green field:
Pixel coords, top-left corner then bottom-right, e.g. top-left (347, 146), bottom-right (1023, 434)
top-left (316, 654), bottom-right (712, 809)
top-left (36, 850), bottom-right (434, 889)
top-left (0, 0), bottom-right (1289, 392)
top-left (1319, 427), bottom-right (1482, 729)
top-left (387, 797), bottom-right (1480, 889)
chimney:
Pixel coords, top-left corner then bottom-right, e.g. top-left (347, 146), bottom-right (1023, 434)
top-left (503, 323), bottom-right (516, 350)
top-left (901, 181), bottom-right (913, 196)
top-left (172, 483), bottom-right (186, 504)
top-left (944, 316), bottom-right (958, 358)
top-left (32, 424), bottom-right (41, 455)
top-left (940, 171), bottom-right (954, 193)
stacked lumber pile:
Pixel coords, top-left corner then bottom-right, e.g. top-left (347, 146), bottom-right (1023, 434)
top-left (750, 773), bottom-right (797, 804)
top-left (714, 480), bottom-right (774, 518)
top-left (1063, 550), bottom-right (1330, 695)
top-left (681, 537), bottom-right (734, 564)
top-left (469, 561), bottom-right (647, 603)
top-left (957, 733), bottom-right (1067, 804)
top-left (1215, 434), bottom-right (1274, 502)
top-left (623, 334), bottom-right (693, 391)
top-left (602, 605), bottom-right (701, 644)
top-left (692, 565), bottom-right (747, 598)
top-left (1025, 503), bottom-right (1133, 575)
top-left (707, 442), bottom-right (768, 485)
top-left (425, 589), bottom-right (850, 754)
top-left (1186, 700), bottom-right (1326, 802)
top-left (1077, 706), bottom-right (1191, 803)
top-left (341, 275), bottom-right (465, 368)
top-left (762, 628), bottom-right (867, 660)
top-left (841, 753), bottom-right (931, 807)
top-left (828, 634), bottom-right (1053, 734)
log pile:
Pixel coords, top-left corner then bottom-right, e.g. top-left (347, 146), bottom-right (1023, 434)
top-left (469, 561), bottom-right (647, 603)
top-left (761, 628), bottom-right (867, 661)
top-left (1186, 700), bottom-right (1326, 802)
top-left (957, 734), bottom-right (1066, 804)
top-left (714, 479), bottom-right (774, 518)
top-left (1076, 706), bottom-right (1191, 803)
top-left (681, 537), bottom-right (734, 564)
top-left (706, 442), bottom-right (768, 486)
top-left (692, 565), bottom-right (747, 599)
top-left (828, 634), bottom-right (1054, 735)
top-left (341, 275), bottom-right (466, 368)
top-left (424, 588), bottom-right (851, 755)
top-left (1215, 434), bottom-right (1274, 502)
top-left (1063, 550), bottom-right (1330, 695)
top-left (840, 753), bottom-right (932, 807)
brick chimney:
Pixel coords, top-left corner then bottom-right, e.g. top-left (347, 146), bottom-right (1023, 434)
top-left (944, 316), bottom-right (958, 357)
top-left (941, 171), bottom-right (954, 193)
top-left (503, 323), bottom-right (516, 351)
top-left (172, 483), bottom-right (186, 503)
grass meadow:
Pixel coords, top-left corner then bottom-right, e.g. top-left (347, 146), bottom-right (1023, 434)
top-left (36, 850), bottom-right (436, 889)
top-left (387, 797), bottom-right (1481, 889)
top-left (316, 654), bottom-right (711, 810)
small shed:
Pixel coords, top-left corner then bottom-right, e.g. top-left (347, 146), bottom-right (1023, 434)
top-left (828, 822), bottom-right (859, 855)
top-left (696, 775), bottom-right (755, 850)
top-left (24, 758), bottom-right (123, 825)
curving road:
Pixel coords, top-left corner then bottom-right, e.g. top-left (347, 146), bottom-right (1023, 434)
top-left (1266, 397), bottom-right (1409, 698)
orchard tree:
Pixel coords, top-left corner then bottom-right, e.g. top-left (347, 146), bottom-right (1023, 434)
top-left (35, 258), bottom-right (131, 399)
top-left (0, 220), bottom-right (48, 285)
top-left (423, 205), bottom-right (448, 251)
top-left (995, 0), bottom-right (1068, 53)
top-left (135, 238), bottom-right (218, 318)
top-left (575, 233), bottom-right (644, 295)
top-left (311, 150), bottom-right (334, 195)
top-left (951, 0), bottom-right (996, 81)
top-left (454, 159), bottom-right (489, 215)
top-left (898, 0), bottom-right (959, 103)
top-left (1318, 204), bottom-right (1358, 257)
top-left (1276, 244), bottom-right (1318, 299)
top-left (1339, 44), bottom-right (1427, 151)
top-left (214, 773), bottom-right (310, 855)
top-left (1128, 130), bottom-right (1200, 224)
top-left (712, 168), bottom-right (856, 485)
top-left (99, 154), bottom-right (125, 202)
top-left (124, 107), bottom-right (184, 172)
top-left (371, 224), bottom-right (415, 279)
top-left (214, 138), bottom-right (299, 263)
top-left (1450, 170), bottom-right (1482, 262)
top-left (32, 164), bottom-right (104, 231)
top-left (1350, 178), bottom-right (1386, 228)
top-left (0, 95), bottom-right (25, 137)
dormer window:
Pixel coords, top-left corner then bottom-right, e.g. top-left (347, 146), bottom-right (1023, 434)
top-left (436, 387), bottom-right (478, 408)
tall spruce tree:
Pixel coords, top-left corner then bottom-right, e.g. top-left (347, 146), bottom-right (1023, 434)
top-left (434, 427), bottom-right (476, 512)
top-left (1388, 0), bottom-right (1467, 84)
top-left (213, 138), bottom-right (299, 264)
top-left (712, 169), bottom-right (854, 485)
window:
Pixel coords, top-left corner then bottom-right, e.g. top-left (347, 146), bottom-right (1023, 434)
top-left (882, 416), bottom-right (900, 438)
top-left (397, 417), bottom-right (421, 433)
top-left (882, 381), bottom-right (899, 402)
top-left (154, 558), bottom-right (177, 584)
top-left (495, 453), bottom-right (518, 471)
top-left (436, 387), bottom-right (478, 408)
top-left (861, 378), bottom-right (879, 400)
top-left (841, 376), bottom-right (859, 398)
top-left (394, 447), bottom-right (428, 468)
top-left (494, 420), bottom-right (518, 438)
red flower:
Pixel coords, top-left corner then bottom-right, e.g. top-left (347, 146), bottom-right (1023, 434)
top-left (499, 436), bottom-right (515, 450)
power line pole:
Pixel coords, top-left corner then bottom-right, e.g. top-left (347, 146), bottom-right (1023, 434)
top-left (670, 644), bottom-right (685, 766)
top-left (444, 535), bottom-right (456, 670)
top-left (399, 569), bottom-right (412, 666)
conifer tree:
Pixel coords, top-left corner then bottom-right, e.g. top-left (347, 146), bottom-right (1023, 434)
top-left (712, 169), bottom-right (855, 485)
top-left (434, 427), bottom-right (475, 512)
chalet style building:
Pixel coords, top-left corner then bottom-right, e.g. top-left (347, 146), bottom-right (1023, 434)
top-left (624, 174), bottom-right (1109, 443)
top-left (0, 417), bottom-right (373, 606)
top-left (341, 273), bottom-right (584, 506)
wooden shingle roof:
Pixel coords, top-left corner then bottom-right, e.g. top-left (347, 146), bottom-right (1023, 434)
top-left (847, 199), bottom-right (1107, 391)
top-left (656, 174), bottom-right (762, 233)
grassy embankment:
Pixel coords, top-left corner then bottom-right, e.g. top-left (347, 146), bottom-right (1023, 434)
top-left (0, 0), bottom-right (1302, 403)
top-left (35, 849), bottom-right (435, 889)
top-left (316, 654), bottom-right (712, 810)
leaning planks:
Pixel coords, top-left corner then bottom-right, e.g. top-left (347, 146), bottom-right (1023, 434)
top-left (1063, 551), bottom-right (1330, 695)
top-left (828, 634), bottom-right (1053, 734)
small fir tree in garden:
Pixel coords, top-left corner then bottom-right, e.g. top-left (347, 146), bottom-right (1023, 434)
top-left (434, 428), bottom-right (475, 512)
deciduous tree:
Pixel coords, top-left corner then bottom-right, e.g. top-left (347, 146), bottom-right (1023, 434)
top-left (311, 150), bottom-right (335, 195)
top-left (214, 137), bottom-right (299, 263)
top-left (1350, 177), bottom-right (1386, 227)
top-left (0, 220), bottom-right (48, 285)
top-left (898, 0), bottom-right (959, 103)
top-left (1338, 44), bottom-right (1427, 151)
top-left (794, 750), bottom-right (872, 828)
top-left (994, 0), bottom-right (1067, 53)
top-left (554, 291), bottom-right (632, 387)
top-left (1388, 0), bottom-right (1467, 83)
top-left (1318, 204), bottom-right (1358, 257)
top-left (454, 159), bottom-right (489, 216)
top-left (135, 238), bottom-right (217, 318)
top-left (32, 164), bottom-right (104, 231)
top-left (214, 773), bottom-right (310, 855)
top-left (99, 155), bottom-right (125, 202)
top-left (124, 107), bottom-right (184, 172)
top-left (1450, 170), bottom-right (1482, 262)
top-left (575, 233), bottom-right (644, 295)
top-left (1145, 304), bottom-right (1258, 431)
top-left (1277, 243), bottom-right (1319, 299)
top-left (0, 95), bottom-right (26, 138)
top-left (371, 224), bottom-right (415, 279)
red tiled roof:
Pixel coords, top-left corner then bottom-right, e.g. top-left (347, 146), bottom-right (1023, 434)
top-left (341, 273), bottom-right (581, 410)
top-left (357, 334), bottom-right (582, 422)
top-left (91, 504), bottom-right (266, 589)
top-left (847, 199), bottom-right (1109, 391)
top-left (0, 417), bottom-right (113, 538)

* [Task objective]:
Which lines of the listing contain the string "tree"? Copy each of them.

* [Answer space]:
orchard tree:
tall spruce tree:
conifer tree:
small fir tree in garden:
deciduous tree:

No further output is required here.